#### Stated exercise A:
From the page text on solving the XOR equation, list every power of two that the text uses as a modulus.

#### Page text:
Output: 150129329 evaluates to 150129329

Idea behind the algorithm: We are trying to find `x XOR 0xfca802c7 = x*0x156 modulo n`, where in our case `n=2^32`. I wrote it this way because the right side is a simple modular multiplication that behaves nicely with the left side.

The main property we are going to use is that a solution to `x XOR 0xfca802c7 = x*0x156 modulo 2^(i+1)` reduces to a solution to `x XOR 0xfca802c7 = x*0x156 modulo 2^i`. Another way of saying that is that a solution to `x XOR 0xfca802c7 = x*0x156 modulo 2^i` translates to one or two solutions modulo `2^(i+1)`: those possibilities are either `x` and/or `x+2^i` (if we want to be more precise, we are only looking at integers between 0, ..., modulus size - 1 when we say "solution").

#### Stored records:
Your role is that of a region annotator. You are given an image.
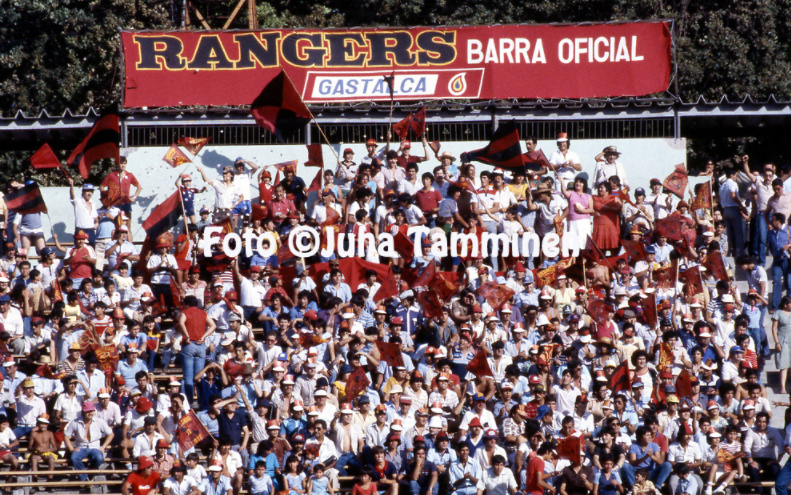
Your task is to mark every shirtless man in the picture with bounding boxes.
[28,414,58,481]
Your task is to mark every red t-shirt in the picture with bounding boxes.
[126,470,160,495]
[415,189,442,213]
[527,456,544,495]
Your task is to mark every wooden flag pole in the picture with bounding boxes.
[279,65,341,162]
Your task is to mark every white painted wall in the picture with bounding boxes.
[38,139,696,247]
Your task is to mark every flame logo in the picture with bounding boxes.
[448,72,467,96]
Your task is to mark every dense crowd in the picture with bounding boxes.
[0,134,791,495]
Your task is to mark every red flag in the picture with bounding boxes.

==

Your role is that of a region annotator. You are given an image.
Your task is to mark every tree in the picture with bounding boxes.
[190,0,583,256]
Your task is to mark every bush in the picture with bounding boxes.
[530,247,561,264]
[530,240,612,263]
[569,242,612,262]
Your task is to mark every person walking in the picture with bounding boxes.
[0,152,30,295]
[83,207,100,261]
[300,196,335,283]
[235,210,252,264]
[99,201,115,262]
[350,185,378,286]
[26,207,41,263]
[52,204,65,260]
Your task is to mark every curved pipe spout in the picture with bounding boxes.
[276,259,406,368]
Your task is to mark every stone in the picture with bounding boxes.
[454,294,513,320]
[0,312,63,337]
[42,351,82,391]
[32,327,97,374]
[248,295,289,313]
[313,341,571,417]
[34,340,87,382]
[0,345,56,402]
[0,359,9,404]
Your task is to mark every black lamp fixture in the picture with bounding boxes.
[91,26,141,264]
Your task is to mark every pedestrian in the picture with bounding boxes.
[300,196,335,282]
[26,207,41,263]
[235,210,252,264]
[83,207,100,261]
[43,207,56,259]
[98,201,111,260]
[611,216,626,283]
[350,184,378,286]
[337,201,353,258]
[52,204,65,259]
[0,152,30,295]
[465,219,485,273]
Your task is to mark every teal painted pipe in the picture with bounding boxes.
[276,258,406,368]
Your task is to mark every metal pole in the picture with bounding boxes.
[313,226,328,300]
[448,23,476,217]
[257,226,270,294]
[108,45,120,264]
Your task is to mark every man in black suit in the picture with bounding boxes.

...

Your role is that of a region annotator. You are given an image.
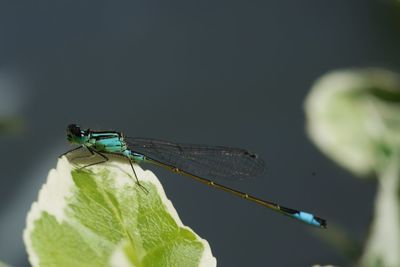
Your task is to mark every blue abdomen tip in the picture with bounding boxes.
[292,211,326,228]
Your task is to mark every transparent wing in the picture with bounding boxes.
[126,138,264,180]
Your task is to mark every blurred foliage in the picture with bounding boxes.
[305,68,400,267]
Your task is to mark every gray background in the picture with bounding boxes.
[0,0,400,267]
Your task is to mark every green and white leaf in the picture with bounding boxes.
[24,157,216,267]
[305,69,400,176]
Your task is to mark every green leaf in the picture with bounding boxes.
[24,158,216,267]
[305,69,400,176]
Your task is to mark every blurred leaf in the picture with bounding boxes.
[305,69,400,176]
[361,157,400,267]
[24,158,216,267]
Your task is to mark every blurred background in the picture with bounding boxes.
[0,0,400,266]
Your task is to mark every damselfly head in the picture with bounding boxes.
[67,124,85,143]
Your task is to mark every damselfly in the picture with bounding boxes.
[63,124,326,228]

#### Stated exercise B:
Select each line of the listing above that contains the string "painted".

#### Right answer A:
2^32
2^(i+1)
2^i

#### Right answer B:
Your task is to mark every white painted wall in the picture with bounding boxes.
Your task is to mark every teal painted pipe in the picture with bounding boxes.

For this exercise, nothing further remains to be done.